• [待讀節錄]:
2014/6/1 修正 parsing 時的 lambda 問題。

#include <stdio.h> 
#include <vector>
#include <iostream>
#include <sstream>
#include <string>
#include <map>
#include <set>
#include <queue>
#include <stack>
#include <ctype.h>
#include <assert.h>
using namespace std;
#define HTMLProduction
class Production {
	public:
		string 			LHS;
		vector<string> 	RHS;
		int 			label;
		
		Production(string L = "", vector<string> R = vector<string>()) {
			LHS = L;
			RHS = R;
		}
		
		void print() {
			printf("%s -> ", LHS.c_str());
			for(size_t i = 0; i < RHS.size(); i++)
				printf("%s", RHS[i].c_str());
		}
};
class Grammar {
	public:
		static const string 		lambda;
		string 						start_symbol;
		vector<Production> 			rules;
		map<string, set<string> > 	first_set;
		map<string, set<string> > 	follow_set;
		map<string, bool> 			derives_lambda;
		map<string, map<string, Production> >	lltable;
		
		map<string, bool> mark_lambda();
		void fill_first_set();
		void fill_follow_set();
		bool isNonterminal(string token);
		set<string> compute_first(vector<string> rhs);
		set<string> get_predict_set(Production p);
		void fill_lltable();
		void lldriver(queue<string> tokens);
};
const string Grammar::lambda("l");
set<string> Grammar::compute_first(vector<string> rhs) {
	set<string> result;
	size_t i;
	
	if(rhs.size() == 0 || rhs[0] == Grammar::lambda) {
		result.insert(Grammar::lambda);
	} else {
		result = first_set[rhs[0]];
		for(i = 1; i < rhs.size() && 
			first_set[rhs[i-1]].find(Grammar::lambda) != first_set[rhs[i-1]].end(); i++) {
			set<string> f = first_set[rhs[i]];
			f.erase(Grammar::lambda);
			result.insert(f.begin(), f.end());	
		}
		if(i == rhs.size() 
			&& first_set[rhs[i-1]].find(Grammar::lambda) != first_set[rhs[i-1]].end()) {
			result.insert(Grammar::lambda);
		} else {
			result.erase(Grammar::lambda);
		}
	}
	
	return result;
} 
/*
 * please call get_predict_set() after fill_follow_set() and fill_first_set()

• [任務說明]: 請判斷下列敘述是否與上方程式碼節錄相符，每項回答「是」或「否」，並逐字引用節錄中決定答案的原文。(a) Grammar 類別的 lambda 被定義為字串 "l"。(b) Production 的 print() 會在 RHS 的各個符號之間印出空格。(c) 傳給 compute_first 的 rhs 為空時，回傳的結果包含 lambda。

• [資料]:
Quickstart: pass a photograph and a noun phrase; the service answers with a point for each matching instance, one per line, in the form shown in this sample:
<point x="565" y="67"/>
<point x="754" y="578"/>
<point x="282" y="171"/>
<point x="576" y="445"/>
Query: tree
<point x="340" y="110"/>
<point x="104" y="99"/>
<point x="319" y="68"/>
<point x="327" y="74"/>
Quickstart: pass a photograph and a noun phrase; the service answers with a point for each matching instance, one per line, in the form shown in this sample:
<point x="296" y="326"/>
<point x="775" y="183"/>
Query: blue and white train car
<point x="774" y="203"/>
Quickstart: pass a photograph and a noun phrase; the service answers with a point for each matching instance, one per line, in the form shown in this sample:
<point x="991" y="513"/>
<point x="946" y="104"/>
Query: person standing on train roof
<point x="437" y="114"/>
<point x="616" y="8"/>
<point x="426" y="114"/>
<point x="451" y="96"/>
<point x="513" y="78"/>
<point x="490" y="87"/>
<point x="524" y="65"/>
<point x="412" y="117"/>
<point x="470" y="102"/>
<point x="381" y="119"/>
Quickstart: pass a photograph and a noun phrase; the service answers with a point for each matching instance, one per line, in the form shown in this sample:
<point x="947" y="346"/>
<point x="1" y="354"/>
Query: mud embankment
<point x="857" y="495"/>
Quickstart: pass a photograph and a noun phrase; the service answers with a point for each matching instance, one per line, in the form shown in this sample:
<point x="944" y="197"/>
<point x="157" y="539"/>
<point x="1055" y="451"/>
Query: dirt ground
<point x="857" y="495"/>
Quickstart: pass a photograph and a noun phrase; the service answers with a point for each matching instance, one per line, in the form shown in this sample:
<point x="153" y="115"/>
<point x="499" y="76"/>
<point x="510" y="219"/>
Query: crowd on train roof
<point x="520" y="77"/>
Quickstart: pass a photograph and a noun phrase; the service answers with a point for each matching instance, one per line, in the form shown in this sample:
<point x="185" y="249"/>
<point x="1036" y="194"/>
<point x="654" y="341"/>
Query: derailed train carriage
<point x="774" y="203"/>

• [輸出結果]:
(a) 是：「const string Grammar::lambda("l");」
(b) 否：「printf("%s", RHS[i].c_str());」
(c) 是：「if(rhs.size() == 0 || rhs[0] == Grammar::lambda) {」及「result.insert(Grammar::lambda);」